Repeat each line word for word.

Extracted data entries:
####################

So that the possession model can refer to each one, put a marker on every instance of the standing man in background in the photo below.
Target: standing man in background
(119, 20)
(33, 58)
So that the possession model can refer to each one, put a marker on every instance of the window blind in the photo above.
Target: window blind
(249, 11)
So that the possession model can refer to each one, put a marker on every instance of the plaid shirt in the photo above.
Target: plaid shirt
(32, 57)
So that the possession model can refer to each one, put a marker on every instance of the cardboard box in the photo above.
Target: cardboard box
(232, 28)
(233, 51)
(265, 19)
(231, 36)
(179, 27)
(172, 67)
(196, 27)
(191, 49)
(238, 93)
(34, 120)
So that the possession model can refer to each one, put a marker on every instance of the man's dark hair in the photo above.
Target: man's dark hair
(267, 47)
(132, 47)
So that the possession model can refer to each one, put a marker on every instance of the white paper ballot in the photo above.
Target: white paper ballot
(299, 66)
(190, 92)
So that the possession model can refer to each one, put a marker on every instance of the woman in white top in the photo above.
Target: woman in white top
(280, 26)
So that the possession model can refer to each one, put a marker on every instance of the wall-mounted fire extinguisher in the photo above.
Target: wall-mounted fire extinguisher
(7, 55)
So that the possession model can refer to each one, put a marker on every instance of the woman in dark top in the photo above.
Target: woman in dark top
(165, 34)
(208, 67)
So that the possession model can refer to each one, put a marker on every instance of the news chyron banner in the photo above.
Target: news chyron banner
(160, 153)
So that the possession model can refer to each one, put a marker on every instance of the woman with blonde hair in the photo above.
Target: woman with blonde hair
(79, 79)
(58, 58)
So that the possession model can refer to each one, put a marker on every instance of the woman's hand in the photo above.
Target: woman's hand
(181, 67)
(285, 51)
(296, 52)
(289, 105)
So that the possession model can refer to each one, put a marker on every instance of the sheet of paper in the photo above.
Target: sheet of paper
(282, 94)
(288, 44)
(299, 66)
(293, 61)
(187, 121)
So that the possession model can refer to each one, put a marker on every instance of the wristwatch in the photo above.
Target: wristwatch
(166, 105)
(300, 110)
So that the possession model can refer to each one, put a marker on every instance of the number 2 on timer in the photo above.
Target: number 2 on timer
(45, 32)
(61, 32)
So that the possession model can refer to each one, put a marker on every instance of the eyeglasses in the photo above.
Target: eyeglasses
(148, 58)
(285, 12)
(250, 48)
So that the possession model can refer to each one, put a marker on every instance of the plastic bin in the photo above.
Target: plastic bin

####################

| EXERCISE SOLUTION |
So that the possession model can refer to each one, put a marker on every instance of the standing man in background in the photo below.
Target: standing man in background
(119, 20)
(33, 58)
So that the possession model can refer to each one, put a marker on every instance of the window blind in the photo above.
Target: window blind
(249, 11)
So that the possession model can refer to each one, put a marker on every instance of the plaid shirt in the photo above.
Target: plaid shirt
(32, 57)
So that the possession model can refer to each one, put a marker on every instance of the cardboard box in the photo above.
Target: cardboard box
(232, 28)
(233, 51)
(265, 19)
(231, 36)
(179, 27)
(172, 67)
(196, 27)
(191, 49)
(238, 93)
(34, 120)
So that the possession model can refer to each one, put a marker on every instance of the man's dark hair in the photo above.
Target: man's dark hair
(267, 47)
(132, 47)
So that the possession model can refer to each one, put a marker on every instance of the white paper ballot in the photo above.
Target: white paper ballot
(299, 66)
(190, 92)
So that the possession model can refer to each one, put a marker on every instance of the woman in white top in the photo above.
Target: woman in white top
(280, 26)
So that the possession model can refer to each one, put a marker on every instance of the wall-mounted fire extinguisher in the photo above.
Target: wall-mounted fire extinguisher
(7, 55)
So that the possession model can refer to each one, put a marker on every instance of the woman in dark top in the photo above.
Target: woman in dark top
(165, 34)
(208, 67)
So that the possession model can refer to each one, put a marker on every instance of the news chyron banner in the photo above.
Target: news chyron banner
(160, 153)
So that the possession model can refer to each one, put a marker on every instance of the woman with blonde hair in the photo above.
Target: woman with blonde hair
(79, 79)
(58, 58)
So that the possession model can refer to each one, put a marker on every instance of the woman's hand in the photo above.
Target: woman's hand
(181, 67)
(285, 51)
(296, 52)
(289, 105)
So that the possession model can refer to each one, put a marker on every instance of the sheet of paper in the photo above.
Target: sheet of paper
(282, 94)
(288, 44)
(299, 66)
(293, 61)
(187, 121)
So that the possession model can refer to each one, put a marker on every instance of the wristwatch in the photo above.
Target: wristwatch
(166, 105)
(300, 110)
So that the possession model can refer to each one, put a marker on every instance of the number 2 on timer in the photo above.
Target: number 2 on timer
(45, 32)
(61, 32)
So that the possession model can refer to each one, put a marker on every instance of the eyeglasses in the photo above.
Target: eyeglasses
(148, 58)
(285, 12)
(250, 48)
So that the possession model can refer to each one, put a marker on every instance of the plastic bin in the photo above.
Target: plastic bin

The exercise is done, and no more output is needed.